*** RECORDS FOR THE TASK ***
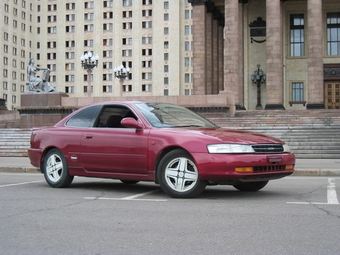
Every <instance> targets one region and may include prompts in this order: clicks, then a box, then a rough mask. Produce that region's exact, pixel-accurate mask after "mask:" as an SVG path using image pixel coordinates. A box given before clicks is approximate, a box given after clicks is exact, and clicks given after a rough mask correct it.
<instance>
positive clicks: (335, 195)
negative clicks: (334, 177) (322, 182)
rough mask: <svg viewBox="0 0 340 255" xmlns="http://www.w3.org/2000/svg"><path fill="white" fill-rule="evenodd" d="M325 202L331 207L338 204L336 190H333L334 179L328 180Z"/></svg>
mask: <svg viewBox="0 0 340 255" xmlns="http://www.w3.org/2000/svg"><path fill="white" fill-rule="evenodd" d="M327 202H328V204H331V205H338V204H339V201H338V197H337V195H336V190H335V179H334V178H329V179H328V186H327Z"/></svg>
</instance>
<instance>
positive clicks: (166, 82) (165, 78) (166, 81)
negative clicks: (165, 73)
mask: <svg viewBox="0 0 340 255" xmlns="http://www.w3.org/2000/svg"><path fill="white" fill-rule="evenodd" d="M168 84H169V77H164V85H168Z"/></svg>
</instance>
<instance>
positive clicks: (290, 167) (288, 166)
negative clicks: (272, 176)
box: [286, 165, 294, 170]
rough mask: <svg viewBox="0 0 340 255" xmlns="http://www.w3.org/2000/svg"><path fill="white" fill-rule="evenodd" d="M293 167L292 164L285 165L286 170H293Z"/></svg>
mask: <svg viewBox="0 0 340 255" xmlns="http://www.w3.org/2000/svg"><path fill="white" fill-rule="evenodd" d="M293 169H294V165H286V170H293Z"/></svg>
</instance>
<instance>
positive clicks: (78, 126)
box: [28, 101, 295, 198]
mask: <svg viewBox="0 0 340 255" xmlns="http://www.w3.org/2000/svg"><path fill="white" fill-rule="evenodd" d="M30 142H31V146H30V148H29V149H28V155H29V158H30V160H31V164H32V165H33V166H35V167H38V168H40V169H41V172H42V173H44V176H45V179H46V181H47V183H48V184H49V185H50V186H51V187H55V188H62V187H67V186H69V185H70V184H71V182H72V180H73V177H74V176H87V177H102V178H113V179H119V180H121V181H122V182H123V183H126V184H134V183H137V182H138V181H153V182H155V183H157V184H159V185H160V187H161V189H162V190H163V191H164V192H165V193H167V194H168V195H170V196H172V197H180V198H188V197H195V196H198V195H199V194H200V193H201V192H202V191H203V190H204V189H205V187H206V185H216V184H228V185H233V186H234V187H235V188H236V189H238V190H241V191H257V190H260V189H262V188H263V187H264V186H265V185H266V184H267V183H268V181H269V180H272V179H278V178H281V177H284V176H287V175H290V174H292V173H293V172H294V165H295V156H294V154H292V153H291V152H290V151H289V148H288V146H287V145H286V144H285V143H284V142H282V141H280V140H278V139H276V138H273V137H268V136H266V135H262V134H258V133H251V132H244V131H237V130H232V129H224V128H220V127H218V126H216V125H215V124H213V123H212V122H210V121H209V120H207V119H205V118H203V117H201V116H200V115H198V114H196V113H194V112H192V111H190V110H189V109H187V108H185V107H182V106H178V105H173V104H168V103H150V102H138V101H119V102H118V101H117V102H101V103H97V104H93V105H90V106H87V107H83V108H81V109H79V110H77V111H75V112H73V113H72V114H70V115H69V116H67V117H66V118H64V119H63V120H61V121H59V122H58V123H57V124H56V125H54V126H53V127H44V128H34V129H33V132H32V135H31V141H30Z"/></svg>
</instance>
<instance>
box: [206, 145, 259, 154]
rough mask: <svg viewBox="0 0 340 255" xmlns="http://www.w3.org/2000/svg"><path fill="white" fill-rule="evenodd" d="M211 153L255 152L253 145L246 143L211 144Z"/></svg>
mask: <svg viewBox="0 0 340 255" xmlns="http://www.w3.org/2000/svg"><path fill="white" fill-rule="evenodd" d="M207 148H208V151H209V153H254V152H255V151H254V149H253V147H251V145H246V144H209V145H208V146H207Z"/></svg>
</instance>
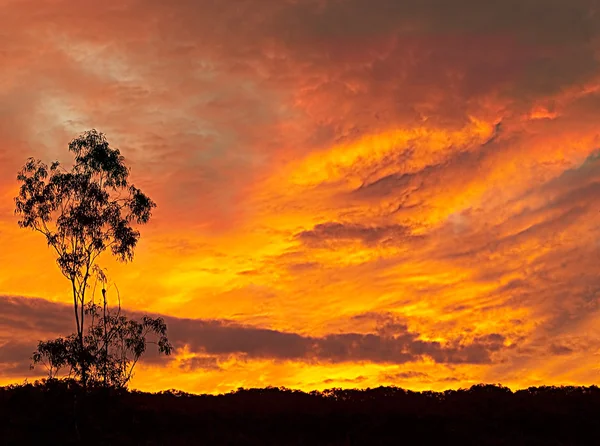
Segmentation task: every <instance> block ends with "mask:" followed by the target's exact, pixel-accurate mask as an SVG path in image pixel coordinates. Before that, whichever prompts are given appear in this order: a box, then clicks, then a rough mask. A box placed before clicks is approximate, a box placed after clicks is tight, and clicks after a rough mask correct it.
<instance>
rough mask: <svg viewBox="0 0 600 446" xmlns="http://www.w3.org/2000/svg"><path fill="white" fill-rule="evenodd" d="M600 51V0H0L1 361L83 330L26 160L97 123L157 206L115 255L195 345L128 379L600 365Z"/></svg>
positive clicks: (458, 376) (524, 376)
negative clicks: (19, 228)
mask: <svg viewBox="0 0 600 446" xmlns="http://www.w3.org/2000/svg"><path fill="white" fill-rule="evenodd" d="M599 50H600V4H599V2H598V1H596V0H504V1H491V0H490V1H488V0H484V1H482V0H455V1H452V2H449V1H447V0H404V1H400V0H285V1H284V0H252V1H250V0H228V1H217V0H171V1H168V2H166V1H162V0H104V1H102V2H97V1H91V0H77V1H75V0H73V1H67V0H0V66H1V67H2V68H1V69H0V307H1V310H0V384H8V383H12V382H23V380H24V379H25V378H27V379H30V380H31V379H33V378H34V377H36V376H41V375H43V369H38V368H36V369H35V370H34V371H30V370H29V359H28V358H29V357H30V356H31V352H32V351H33V349H34V348H35V345H36V343H37V341H38V340H40V339H50V338H52V337H56V336H59V335H64V334H67V333H70V332H72V331H74V322H73V320H72V318H71V314H72V313H71V311H72V310H71V309H70V308H69V306H68V305H69V302H70V301H71V299H72V297H70V295H69V292H70V288H69V286H70V284H69V282H68V281H67V280H66V279H65V278H64V277H63V276H62V275H61V274H60V272H59V270H58V267H57V265H56V263H55V259H54V258H53V256H52V252H51V251H50V250H49V249H48V248H47V245H46V242H45V240H44V239H43V237H41V236H40V234H35V233H33V232H30V231H27V230H24V229H19V228H18V226H17V217H15V216H14V213H13V211H14V200H13V198H14V196H15V195H16V193H17V189H18V183H17V181H16V173H17V171H18V170H19V169H20V167H21V166H22V165H23V164H24V162H25V160H26V159H27V158H28V157H30V156H33V157H36V158H40V159H42V160H43V161H45V162H51V161H53V160H60V161H63V162H65V163H68V162H69V160H70V159H71V158H70V157H69V155H70V154H69V152H68V150H67V146H68V143H69V141H70V140H71V139H73V138H74V137H76V136H78V135H79V134H80V133H82V132H83V131H85V130H88V129H92V128H95V129H97V130H99V131H101V132H104V133H105V134H106V137H107V139H108V140H109V142H110V144H111V146H113V147H118V148H119V149H120V150H121V152H122V154H123V155H124V156H125V158H126V162H127V163H128V164H129V165H130V166H131V172H132V173H131V178H132V180H133V182H134V183H135V185H136V186H138V187H140V188H142V189H143V190H144V192H146V193H147V194H148V195H149V196H150V197H151V198H152V199H153V200H154V201H155V202H156V203H157V204H158V207H157V208H156V210H155V212H154V215H153V218H152V219H151V221H150V223H149V224H148V225H146V226H144V227H142V228H141V233H142V236H141V241H140V243H139V245H138V247H137V250H136V254H135V259H134V261H133V262H131V263H127V264H122V263H118V262H116V261H114V260H113V259H111V258H110V256H108V255H105V256H104V257H101V258H100V259H99V263H100V264H101V266H103V267H106V268H107V270H108V273H109V276H110V278H111V280H112V281H113V283H114V284H116V286H117V287H118V290H119V292H120V295H121V299H122V301H123V304H124V306H125V307H126V308H127V309H128V311H130V312H131V314H139V315H141V314H145V313H148V314H153V315H161V316H163V317H164V318H165V320H166V321H167V324H168V330H169V337H170V339H171V341H172V343H173V344H174V346H175V347H176V350H175V353H174V354H173V355H172V356H171V357H169V358H168V359H164V358H163V359H161V358H159V357H157V356H156V355H152V354H150V355H148V357H147V358H146V360H145V361H143V362H142V363H140V364H139V365H138V367H137V369H136V370H137V372H136V375H135V378H134V381H133V383H132V385H133V387H135V388H138V389H141V390H148V391H157V390H163V389H170V388H177V389H180V390H184V391H188V392H207V393H221V392H228V391H230V390H233V389H237V388H238V387H246V388H248V387H265V386H268V385H272V386H285V387H289V388H296V389H303V390H313V389H319V390H320V389H326V388H332V387H350V388H358V387H360V388H366V387H376V386H379V385H395V386H399V387H403V388H408V389H413V390H425V389H433V390H442V389H448V388H461V387H463V388H464V387H469V386H471V385H473V384H477V383H501V384H503V385H506V386H509V387H511V388H524V387H528V386H539V385H571V384H574V385H591V384H594V383H598V381H600V312H599V303H600V274H599V272H600V270H599V265H600V214H599V212H600V151H599V148H600V131H599V127H598V119H599V118H600V52H599ZM111 290H112V291H111ZM111 290H109V294H110V293H111V292H112V293H113V294H112V296H115V294H114V290H115V288H112V289H111Z"/></svg>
*** End of RECORDS FOR THE TASK ***
**TASK**: Every line of the listing that holds the word "before" is to be found and copied.

**RESULT OF THE EXERCISE**:
Every <instance> targets one region and may include prompts in this order: clicks, then a box, then a rough mask. Produce that region's exact, pixel-accurate mask after "mask:" as an SVG path using image pixel coordinates. A box given before clicks is approximate, a box given after clicks is exact, and clicks given after a rough mask correct it.
Segmentation task: every <instance> block ends with "mask:" followed by the target's exact, pixel-accurate mask as an SVG path in image pixel coordinates. Before that, whichever prompts are given appear in this order: a box, then clicks, then a rough mask. A box placed before clicks is approximate, a box placed after clicks is tight, and clicks after a rough mask correct it.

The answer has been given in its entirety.